#### [What the exercise asks]
Set down the following lines word for word, keeping every number, comma, and line break unchanged.

#### [Given data]
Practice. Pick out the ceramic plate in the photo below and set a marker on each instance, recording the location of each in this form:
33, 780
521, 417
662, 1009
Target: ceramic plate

#### [Written reply]
Practice. Pick out the ceramic plate in the photo below and set a marker on each instance, recording the location of each in this form:
33, 780
521, 417
662, 1009
Target: ceramic plate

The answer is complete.